BEGIN Entries shown

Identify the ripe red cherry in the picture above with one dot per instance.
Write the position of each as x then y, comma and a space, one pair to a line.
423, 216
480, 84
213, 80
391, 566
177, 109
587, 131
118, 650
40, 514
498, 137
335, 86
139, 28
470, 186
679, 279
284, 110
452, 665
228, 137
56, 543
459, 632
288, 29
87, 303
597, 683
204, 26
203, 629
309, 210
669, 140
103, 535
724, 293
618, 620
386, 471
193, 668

END Entries shown

* To do: Write the records out once more. Each line must match.

* Result for this task:
Identify the ripe red cherry in the picture above with one dot per instance.
Write the position of each as x then y, comma and a space, one pair to a line.
423, 216
480, 84
213, 80
391, 566
177, 109
587, 131
118, 650
40, 514
498, 137
335, 86
139, 28
470, 186
679, 279
284, 110
452, 665
228, 137
56, 543
459, 632
288, 29
87, 303
597, 683
204, 26
203, 629
309, 210
669, 140
103, 535
724, 293
618, 620
386, 471
193, 668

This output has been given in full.